WORK TO BE COMPLETED: Reproduce each of the following items verbatim, preserving every line without alteration.

STORED ROWS:
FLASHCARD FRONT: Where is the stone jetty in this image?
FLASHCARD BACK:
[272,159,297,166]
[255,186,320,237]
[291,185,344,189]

OUTPUT FOR THIS TASK:
FLASHCARD FRONT: Where is the stone jetty in this image?
FLASHCARD BACK:
[272,159,297,166]
[255,186,320,237]
[291,185,344,189]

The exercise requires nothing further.